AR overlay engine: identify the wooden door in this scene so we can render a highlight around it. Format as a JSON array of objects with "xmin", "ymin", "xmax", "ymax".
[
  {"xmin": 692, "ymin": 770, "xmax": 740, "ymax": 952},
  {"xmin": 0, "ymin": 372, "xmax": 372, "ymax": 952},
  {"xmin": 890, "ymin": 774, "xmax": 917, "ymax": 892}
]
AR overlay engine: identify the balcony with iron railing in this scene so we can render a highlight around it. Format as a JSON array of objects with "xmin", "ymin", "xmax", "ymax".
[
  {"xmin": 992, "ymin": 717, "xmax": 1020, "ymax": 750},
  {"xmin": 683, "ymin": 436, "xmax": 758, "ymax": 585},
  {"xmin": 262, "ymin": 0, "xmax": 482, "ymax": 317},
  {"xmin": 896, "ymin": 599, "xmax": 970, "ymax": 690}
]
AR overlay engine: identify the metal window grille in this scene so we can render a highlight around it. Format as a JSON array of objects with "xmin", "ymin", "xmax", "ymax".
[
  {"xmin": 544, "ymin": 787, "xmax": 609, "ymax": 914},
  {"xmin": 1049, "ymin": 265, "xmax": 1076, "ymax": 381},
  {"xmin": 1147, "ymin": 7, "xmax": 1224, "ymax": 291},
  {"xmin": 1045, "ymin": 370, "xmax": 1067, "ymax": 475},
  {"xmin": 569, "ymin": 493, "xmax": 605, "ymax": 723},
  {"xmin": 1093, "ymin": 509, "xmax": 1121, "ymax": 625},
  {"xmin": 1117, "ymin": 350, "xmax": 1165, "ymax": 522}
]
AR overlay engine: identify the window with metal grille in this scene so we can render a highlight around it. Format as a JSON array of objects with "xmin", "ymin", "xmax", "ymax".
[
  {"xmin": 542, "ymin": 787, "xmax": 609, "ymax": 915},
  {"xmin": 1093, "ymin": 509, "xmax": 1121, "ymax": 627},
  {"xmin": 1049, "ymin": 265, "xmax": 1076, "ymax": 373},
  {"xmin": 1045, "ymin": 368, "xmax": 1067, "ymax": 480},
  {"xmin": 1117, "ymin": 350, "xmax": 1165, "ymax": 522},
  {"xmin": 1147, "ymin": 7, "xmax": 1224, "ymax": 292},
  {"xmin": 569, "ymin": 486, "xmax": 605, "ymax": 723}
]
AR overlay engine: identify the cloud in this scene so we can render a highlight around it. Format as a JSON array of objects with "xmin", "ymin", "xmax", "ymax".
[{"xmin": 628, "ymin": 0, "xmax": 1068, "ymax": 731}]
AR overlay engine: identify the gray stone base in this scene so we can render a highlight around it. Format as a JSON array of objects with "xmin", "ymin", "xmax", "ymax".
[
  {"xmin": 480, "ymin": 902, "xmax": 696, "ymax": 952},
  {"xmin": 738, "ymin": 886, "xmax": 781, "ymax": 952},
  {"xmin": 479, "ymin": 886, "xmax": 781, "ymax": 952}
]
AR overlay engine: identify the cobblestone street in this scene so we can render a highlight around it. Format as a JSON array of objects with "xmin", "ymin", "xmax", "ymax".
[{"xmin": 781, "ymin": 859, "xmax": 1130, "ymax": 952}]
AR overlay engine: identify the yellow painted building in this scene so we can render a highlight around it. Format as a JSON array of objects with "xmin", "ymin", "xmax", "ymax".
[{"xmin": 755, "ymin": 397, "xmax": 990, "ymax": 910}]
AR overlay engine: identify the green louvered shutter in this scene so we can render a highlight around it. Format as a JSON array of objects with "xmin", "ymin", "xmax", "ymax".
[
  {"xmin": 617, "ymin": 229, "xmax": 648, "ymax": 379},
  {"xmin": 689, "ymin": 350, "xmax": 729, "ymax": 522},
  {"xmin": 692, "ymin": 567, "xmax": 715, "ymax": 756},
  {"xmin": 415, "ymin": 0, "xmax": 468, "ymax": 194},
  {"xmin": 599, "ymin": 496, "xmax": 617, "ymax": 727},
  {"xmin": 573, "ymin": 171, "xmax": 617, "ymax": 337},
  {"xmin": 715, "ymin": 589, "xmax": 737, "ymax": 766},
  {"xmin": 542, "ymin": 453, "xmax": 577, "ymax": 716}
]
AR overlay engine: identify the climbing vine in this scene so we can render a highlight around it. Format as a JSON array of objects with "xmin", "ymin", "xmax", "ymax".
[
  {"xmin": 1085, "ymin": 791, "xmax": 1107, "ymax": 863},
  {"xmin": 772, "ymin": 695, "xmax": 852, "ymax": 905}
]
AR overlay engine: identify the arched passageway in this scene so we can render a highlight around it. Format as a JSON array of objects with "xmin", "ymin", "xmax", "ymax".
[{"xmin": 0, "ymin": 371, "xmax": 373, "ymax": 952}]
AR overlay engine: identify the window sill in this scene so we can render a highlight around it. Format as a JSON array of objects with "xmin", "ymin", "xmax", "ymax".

◆ Exercise task:
Copy the data from the line containing "AR overlay engine: identify the climbing" through the end of the data, including both of those lines. Can you reproduce every line in that range word for word?

◆ Expected output:
AR overlay engine: identify the climbing vine in this scene so we can render a highlight around it. Format as a JSON array of objects with "xmin", "ymin", "xmax", "ymax".
[
  {"xmin": 1085, "ymin": 791, "xmax": 1107, "ymax": 863},
  {"xmin": 772, "ymin": 695, "xmax": 852, "ymax": 905}
]
AR overlay engine: identify the arched passageway in this scene so we can render a highlight around it. Format as a JSON array of objects with "xmin", "ymin", "xmax", "ymax".
[{"xmin": 0, "ymin": 371, "xmax": 373, "ymax": 952}]
AR overlay engine: identify the window sill in this scene so we can render a highlight around it. Format as a JSON array of objects with "xmin", "ymin", "xmax", "ymax".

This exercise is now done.